▶ _TASK DIRECTIONS_
Please give back all the records exactly, but keep the pictures out.

- - -

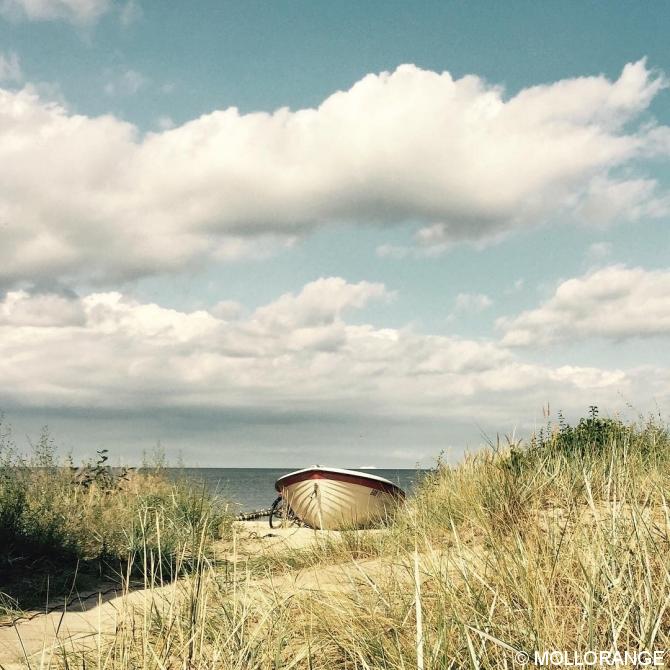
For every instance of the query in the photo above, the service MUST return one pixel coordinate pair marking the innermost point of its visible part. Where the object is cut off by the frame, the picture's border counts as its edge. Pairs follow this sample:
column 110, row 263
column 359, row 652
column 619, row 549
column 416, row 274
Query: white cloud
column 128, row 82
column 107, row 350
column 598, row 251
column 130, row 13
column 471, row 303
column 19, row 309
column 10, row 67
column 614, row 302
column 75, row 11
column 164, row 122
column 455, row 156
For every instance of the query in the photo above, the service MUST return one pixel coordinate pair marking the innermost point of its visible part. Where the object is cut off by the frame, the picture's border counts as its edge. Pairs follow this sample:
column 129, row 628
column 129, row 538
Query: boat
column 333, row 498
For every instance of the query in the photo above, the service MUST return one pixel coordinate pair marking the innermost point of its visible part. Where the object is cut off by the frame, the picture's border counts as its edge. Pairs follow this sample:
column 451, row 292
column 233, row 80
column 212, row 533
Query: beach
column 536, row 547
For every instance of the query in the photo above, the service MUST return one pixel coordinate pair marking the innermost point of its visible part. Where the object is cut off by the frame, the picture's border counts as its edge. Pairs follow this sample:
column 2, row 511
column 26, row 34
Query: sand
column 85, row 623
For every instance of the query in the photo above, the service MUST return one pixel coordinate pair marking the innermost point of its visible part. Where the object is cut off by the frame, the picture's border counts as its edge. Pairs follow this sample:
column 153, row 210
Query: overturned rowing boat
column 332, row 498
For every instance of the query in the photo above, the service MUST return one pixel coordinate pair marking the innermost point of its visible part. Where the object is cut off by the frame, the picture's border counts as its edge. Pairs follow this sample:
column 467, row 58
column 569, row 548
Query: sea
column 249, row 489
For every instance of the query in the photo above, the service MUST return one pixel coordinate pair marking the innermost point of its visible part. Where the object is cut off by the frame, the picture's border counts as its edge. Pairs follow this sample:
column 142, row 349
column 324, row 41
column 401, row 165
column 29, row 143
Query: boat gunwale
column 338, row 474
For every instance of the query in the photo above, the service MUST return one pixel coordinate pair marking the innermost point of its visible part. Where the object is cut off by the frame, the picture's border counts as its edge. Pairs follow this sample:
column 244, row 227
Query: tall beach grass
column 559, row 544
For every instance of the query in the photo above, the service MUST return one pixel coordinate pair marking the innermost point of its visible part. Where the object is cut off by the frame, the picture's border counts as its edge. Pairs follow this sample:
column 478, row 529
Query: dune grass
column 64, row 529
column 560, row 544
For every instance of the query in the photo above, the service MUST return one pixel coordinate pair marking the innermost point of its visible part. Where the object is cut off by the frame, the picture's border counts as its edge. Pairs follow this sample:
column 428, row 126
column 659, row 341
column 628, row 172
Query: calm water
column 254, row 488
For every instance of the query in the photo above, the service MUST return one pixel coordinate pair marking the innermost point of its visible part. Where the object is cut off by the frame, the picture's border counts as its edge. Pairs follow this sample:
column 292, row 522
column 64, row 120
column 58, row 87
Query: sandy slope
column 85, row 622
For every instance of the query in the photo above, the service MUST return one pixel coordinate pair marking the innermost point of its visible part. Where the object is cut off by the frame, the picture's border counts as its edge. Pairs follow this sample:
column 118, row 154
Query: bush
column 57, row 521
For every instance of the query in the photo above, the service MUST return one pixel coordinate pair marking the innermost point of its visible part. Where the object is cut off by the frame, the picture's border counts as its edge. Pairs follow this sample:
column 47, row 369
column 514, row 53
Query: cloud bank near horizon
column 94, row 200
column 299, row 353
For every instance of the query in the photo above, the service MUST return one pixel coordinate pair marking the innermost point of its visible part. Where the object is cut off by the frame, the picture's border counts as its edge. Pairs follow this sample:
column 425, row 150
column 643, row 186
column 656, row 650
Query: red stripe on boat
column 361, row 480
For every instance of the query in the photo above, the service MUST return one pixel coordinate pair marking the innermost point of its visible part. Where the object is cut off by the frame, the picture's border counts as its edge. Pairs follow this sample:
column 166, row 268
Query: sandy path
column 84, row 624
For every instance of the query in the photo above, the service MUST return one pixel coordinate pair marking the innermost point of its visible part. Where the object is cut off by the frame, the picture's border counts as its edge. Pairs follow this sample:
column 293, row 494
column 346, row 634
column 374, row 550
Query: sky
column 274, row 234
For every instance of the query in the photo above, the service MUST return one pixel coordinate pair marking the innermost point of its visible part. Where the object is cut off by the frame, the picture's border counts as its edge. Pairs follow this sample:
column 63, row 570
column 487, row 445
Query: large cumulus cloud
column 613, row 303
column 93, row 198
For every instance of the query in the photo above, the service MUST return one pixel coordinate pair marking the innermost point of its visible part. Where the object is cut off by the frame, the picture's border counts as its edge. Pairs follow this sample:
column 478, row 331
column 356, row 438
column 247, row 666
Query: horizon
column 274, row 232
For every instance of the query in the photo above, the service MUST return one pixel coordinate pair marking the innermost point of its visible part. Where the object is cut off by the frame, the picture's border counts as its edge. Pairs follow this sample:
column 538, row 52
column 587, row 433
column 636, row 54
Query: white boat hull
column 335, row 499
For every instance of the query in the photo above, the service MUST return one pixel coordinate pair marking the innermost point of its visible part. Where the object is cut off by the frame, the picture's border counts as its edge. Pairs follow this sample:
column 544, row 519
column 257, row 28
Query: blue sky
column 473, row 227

- - -

▶ _THE ANSWER_
For every instance of the query in the photo above, the service MUST return one pixel coordinate pair marking the innermost point of its visible part. Where the object is cut off by the frame, the picture's border counts as its edge. Pairs follow this sample:
column 110, row 263
column 359, row 652
column 619, row 549
column 416, row 274
Query: white cloud
column 128, row 82
column 107, row 350
column 598, row 251
column 130, row 13
column 471, row 303
column 19, row 309
column 10, row 67
column 614, row 302
column 75, row 11
column 164, row 122
column 455, row 156
For every instance of the query in the photo above, the service MUST return one pixel coordinate pair marking the innermost point of its visible part. Where the object is cut off by the frame, the picture's border counts as its edge. Pairs follow this sample:
column 129, row 628
column 129, row 538
Query: boat
column 333, row 498
For every instance of the query in the photo above, the service MUST return one pixel coordinate pair marking the innermost point of its visible part. Where the object is cut off by the frame, the picture's border counts as its edge. Pairs follow this sample:
column 451, row 292
column 233, row 80
column 212, row 533
Query: beach
column 536, row 547
For every instance of the query in the photo above, the service MUST return one pixel coordinate pair marking the innermost point of its visible part. Where the object is cut off by the frame, the picture's border counts as its edge. Pairs follow this sample:
column 2, row 511
column 26, row 34
Query: sand
column 85, row 623
For every instance of the query in the photo above, the service MUST return one pixel coordinate pair marking the innermost point of its visible part. Where the object is cut off by the frame, the picture's border counts as its edge. Pairs follow this sample:
column 153, row 210
Query: overturned rowing boat
column 332, row 498
For every instance of the query in the photo above, the service MUST return one pixel coordinate pair marking the innermost point of its visible part. Where the object is cut off by the frame, the picture's border counts as its edge. Pairs follow this sample:
column 467, row 58
column 569, row 548
Query: sea
column 249, row 489
For every instance of the query in the photo above, the service MUST return one pixel coordinate pair marking the innermost point of its visible part. Where the object is cut off by the frame, the picture's border counts as its edge. Pairs follow this sample:
column 142, row 349
column 324, row 41
column 401, row 165
column 29, row 143
Query: boat gunwale
column 338, row 474
For every instance of the query in the photo above, the service MUST return one pixel coordinate pair marking the innermost point of its visible part. Where the object is cut off by the frame, the picture's border counts as its edge. Pairs follow this sample:
column 244, row 227
Query: tall beach grass
column 559, row 544
For every instance of the query in the photo above, the service MUST return one pixel coordinate pair marking the innermost point of its visible part. Where the object is cut off by the frame, the picture's border counts as its edge. Pairs follow this sample:
column 478, row 529
Query: dune grass
column 64, row 529
column 560, row 544
For every instance of the query in the photo above, the service MUST return one pixel coordinate pair marking the innermost point of its visible part. Where the object is cut off by the frame, the picture's border counts as its edge. Pairs follow this sample:
column 428, row 126
column 659, row 341
column 628, row 172
Query: calm water
column 254, row 488
For every instance of the query in the photo above, the service MUST return one pixel coordinate pair marking the innermost point of its visible part. Where the object is cut off by the frame, the picture's border counts as its edge. Pairs follow this sample:
column 292, row 522
column 64, row 120
column 58, row 87
Query: sandy slope
column 85, row 622
For every instance of the query in the photo above, the service MUST return one pixel coordinate pair marking the innermost point of its visible part. Where the object is cut off by the frame, the picture's border counts as its edge. Pairs follow this sample:
column 118, row 154
Query: bush
column 57, row 521
For every instance of the query in the photo above, the service MUST return one pixel coordinate pair marking the innermost point of its visible part. Where the object is cut off by the frame, the picture's border counts as its edge. Pairs follow this sample:
column 47, row 369
column 514, row 53
Query: cloud bank near horizon
column 94, row 200
column 299, row 353
For every instance of the query in the photo above, the service MUST return one pixel coordinate pair marking the innermost point of its visible part. Where the object is cut off by the frame, the picture's border counts as its edge. Pairs follow this sample:
column 425, row 150
column 643, row 186
column 656, row 650
Query: red stripe on boat
column 361, row 480
For every instance of the query in the photo above, the service MUST return one pixel coordinate pair marking the innermost point of its visible part. Where the object is cut off by the frame, the picture's border counts as its edge. Pairs follow this sample:
column 166, row 268
Query: sandy path
column 84, row 624
For every instance of the query in the photo above, the service MUST return one pixel coordinate pair marking the innermost point of its visible part. Where the object is cut off by the frame, the picture's border counts as its edge. Pairs follow this sample:
column 293, row 494
column 346, row 634
column 374, row 550
Query: sky
column 274, row 234
For every instance of the query in the photo above, the service MUST return one pixel coordinate pair marking the innermost point of its visible part. Where the object is cut off by the frame, the picture's border counts as its edge. Pairs follow this sample:
column 63, row 570
column 487, row 445
Query: large cumulus cloud
column 613, row 303
column 93, row 198
For every instance of the query in the photo above, the service MUST return one pixel coordinate pair marking the innermost point of its visible part. Where the object is cut off by the frame, the picture's border counts as its edge. Pairs follow this sample:
column 478, row 331
column 356, row 438
column 247, row 666
Query: horizon
column 274, row 232
For every instance of the query in the photo above, the service MUST return one pixel coordinate pair marking the innermost point of its visible part. Where the object is cut off by the frame, the picture's border counts as its edge. Pairs follow this sample:
column 538, row 52
column 587, row 433
column 636, row 54
Query: white boat hull
column 335, row 499
For every instance of the query in the photo above, the service MUST return one pixel coordinate pair marking the innermost point of its visible part. Where the object is cut off by the frame, the picture's border counts as its edge. Pairs follow this sample:
column 544, row 519
column 257, row 28
Query: blue sky
column 473, row 227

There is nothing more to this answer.